Re: evaluation

From: Paul H.Dillon (illonph@pacbell.net)
Date: Thu Aug 30 2001 - 12:18:53 PDT


mike,

I totally agree with you that the efficacy of after-school programs needs no
further demonstration. Evaluation, in the sense that Pedro meant when he
wrote about the information feedback process, continues to have an important
role not to "demonstrate" what is already shown (or to generate income for
evaluation consultants :-) , but to allow the constant improvement of the
particular project (a la action research) and also to document best
practices. In the best cases the evaluation component is integrated
thoroughly and everyone is involved, but it still takes time and therefor
requires a budget line.

Paul H. Dillon

----- Original Message -----
From: Mike Cole <mcole@weber.ucsd.edu>
To: <xmca@weber.ucsd.edu>
Cc: <wq@weber.ucsd.edu>
Sent: Thursday, August 30, 2001 10:58 AM
Subject: evaluation

>
> Pedro-- Your thoughts on evaluation of afterschool activities strike me
> as completely reasonable. There are tremendous difficulties in such
> efforts, some of them associated with the question "what to evaluate"
> and some with the practical difficulties of carrying out any systematic
> evaluation because the institutions where the kids participate have
> low paid staff, high turn over of staff, enormous mobility of kids,
> are attended voluntarily, and etc.

=== STATED GOAL 1 ===
In the entries, turn the lines from the one containing "Rules: pick out every instance of the metal" through the one containing "point(121, 205)" into a JSON list of strings, one string per line, with blank lines left out.
=== STATED GOAL 2 ===
Continue the email about evaluating after-school programs from the point where it stops.
The email thread on evaluating after-school programs and the entries that come after it are unrelated material.

=== DATASET RECORDS ===
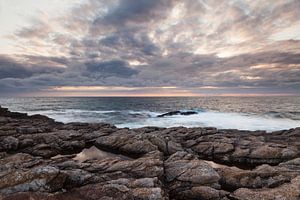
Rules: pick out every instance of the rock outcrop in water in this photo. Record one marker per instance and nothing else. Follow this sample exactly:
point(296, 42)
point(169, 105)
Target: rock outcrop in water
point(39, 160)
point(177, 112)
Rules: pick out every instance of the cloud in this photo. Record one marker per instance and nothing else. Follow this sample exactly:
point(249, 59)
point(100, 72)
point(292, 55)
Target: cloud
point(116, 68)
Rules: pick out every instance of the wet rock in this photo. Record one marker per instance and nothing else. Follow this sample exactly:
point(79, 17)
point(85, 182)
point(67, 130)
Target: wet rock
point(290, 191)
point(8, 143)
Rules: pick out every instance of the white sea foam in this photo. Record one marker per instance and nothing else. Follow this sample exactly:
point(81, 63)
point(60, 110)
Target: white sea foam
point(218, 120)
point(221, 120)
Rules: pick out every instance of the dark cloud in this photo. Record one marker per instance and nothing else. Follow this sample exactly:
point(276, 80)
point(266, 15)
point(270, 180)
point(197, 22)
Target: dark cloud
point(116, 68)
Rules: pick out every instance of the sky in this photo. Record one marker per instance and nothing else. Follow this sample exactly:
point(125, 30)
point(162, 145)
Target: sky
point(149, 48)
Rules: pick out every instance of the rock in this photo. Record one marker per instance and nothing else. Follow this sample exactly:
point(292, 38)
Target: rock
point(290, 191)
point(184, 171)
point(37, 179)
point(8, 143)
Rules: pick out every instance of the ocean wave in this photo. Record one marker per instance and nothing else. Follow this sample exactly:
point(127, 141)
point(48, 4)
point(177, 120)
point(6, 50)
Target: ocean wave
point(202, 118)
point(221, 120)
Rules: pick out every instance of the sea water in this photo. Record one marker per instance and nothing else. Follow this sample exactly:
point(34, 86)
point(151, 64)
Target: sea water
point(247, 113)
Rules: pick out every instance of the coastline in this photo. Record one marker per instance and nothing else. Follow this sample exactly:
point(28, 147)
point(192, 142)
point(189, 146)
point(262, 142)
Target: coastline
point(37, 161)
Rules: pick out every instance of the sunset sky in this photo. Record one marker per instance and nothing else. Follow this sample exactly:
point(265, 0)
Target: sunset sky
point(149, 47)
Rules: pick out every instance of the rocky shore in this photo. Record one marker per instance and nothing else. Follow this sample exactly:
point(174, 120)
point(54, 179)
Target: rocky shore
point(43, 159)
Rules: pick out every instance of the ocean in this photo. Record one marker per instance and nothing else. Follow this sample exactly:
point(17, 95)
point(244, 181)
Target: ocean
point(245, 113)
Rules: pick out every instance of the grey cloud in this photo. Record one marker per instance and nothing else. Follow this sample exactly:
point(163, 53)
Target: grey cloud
==
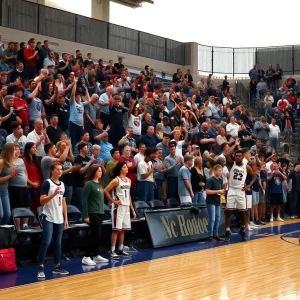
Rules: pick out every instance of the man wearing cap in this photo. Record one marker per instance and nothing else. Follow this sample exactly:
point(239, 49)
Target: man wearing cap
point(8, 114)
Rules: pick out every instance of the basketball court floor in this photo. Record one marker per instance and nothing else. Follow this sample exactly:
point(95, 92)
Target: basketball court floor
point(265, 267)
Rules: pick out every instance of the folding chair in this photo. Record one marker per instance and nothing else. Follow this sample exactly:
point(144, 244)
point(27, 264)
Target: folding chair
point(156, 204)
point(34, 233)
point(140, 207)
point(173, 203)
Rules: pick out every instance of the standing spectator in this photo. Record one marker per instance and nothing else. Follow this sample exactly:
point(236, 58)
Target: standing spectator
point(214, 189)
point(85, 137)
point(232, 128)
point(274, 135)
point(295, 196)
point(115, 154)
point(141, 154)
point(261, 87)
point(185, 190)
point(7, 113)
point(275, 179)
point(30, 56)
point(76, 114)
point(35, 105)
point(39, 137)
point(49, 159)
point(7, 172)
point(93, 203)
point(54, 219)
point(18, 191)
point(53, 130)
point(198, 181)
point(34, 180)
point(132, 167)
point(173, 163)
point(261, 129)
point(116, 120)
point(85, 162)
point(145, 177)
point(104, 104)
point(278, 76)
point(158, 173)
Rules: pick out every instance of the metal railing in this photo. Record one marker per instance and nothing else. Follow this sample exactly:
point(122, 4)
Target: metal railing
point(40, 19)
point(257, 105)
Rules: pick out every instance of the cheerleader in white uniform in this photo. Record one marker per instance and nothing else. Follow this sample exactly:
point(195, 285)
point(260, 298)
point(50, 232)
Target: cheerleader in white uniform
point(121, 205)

=== OUTPUT 1 ===
[
  "Rules: pick out every instance of the metal railing in this photo. Record one marker per instance and nothing else. Follow this sample exactly:",
  "point(122, 4)",
  "Target: metal railing",
  "point(40, 19)",
  "point(257, 105)",
  "Rules: pick out every instance of the cheerleader in white uniform in this photo. Record one marker per instance and nothing else. Follow this sample exactly:",
  "point(195, 285)",
  "point(260, 298)",
  "point(50, 232)",
  "Target: cheerleader in white uniform",
  "point(121, 205)"
]

=== OUTPUT 2 ===
>
> I have spent a reasonable portion of the past week simply
> collecting inforomation from organizations that are doing such evaluations
> and have a thick file drawer full (don't overlook Paul Dillon's
suggestions
> for two days ago).
>
> My general conclusion is this: All of the available evidence, with
> one exception, points to the efficacy of a wide variety of afterschool
> activities in improving the academic performance and social integration
> of children and youth. All of it. The data can be faulted, but there are
> a fair number of cases which meet reasonable pre-test-post-test/control
> group criteria and lots of quasi-experimental and qualitative longitudinal
> data that can be marshalled. The one exception is when you have a progam
> run by males for males in which a coercive culture is present.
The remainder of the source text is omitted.